* Job 1: List every writer the book description says Morrison examines in the fiction of white American writers, giving the names as they appear in the book description.
* Job 2: Translate this sentence from the book description into Spanish: "She argues that race has become a metaphor, a way of referring to forces, events, and forms of social decay, economic division, and human panic."
* Job 3:
Answer these questions using the book description:
(a) What prize has Morrison won?
(b) Which novel has the Africanist presence at its heart?
(c) Which writer is the subject of the final chapter?

* Source text:

------------------------------------------------------------------------

Pulitzer Prize-winning novelist Toni Morrison brings the genius of a master writer to this personal inquiry into the significance of African-Americans in the American literary imagination. Her goal, she states at the outset, is to "put forth an argument for extending the study of American literature...draw a map, so to speak, of a critical geography and use that map to open as much space for discovery, intellectual adventure, and close exploration as did the original charting of the New World--without the mandate for conquest."

Author of Beloved, The Bluest Eye, Song of Solomon, and other vivid portrayals of black American experience, Morrison ponders the effect that living in a historically racialized society has had on American writing in the nineteenth and twentieth centuries. She argues that race has become a metaphor, a way of referring to forces, events, and forms of social decay, economic division, and human panic. Her compelling point is that the central characteristics of American literature individualism, masculinity, the insistence upon innocence coupled to an obsession with figurations of death and hell--are responses to a dark and abiding Africanist presence.

Through her investigation of black characters, narrative strategies, and idiom in the fiction of white American writers, Morrison provides a daring perspective that is sure to alter conventional notions about American literature. She considers Willa Cather and the impact of race on concept and plot; turns to Poe, Hawthorne, and Melville to examine the black force that figures so significantly in the literature of early America; and discusses the implications of the Africanist presence at the heart of Huckleberry Finn. A final chapter on Ernest Hemingway is a brilliant exposition of the racial subtext that glimmers beneath the surface plots of his fiction.

Written with the artistic vision that has earned her a preeminent place in modern letters, Playing in the Dark will be avidly read by Morrison admirers as well as by students, critics, and scholars of American literature.

------------------------------------------------------------------------

* Raw records:
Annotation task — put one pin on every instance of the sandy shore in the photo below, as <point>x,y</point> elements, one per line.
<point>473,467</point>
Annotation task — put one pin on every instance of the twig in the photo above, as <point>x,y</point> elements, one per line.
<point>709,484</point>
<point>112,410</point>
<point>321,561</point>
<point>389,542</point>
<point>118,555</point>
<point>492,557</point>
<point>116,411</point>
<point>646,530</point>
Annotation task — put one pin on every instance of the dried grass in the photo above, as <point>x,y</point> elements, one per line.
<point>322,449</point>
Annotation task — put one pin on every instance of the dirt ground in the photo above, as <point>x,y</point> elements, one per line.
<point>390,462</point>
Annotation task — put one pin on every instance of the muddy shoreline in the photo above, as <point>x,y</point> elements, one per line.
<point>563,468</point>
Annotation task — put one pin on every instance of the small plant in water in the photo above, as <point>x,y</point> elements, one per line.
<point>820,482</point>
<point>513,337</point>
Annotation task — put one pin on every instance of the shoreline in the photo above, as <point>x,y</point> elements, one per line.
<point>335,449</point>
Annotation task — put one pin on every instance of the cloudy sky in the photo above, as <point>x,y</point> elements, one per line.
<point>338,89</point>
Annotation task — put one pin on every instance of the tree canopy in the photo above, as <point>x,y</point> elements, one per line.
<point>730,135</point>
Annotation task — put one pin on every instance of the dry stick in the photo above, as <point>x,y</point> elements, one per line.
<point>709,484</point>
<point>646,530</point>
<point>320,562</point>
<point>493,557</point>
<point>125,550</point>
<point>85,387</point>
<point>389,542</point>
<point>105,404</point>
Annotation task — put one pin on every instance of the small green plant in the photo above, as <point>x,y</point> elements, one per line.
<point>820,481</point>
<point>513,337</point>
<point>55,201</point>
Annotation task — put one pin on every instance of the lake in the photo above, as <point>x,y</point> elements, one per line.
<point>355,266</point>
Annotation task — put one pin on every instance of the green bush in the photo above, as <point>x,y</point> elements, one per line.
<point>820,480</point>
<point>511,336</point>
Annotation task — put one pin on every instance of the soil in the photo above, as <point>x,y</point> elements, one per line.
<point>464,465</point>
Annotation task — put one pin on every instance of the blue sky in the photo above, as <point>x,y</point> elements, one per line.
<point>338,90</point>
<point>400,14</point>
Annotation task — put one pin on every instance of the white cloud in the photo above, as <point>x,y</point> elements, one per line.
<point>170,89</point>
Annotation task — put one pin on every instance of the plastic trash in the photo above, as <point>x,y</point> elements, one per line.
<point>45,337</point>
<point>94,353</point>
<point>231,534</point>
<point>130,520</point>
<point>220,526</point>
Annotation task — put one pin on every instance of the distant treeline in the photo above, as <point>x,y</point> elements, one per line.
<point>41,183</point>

------------------------------------------------------------------------

* Full answer 1:
Willa Cather
Poe
Hawthorne
Melville
Ernest Hemingway

* Full answer 2: Sostiene que la raza se ha convertido en una metáfora, una manera de referirse a fuerzas, acontecimientos y formas de decadencia social, división económica y pánico humano.

* Full answer 3:
(a) The Pulitzer Prize
(b) Huckleberry Finn
(c) Ernest Hemingway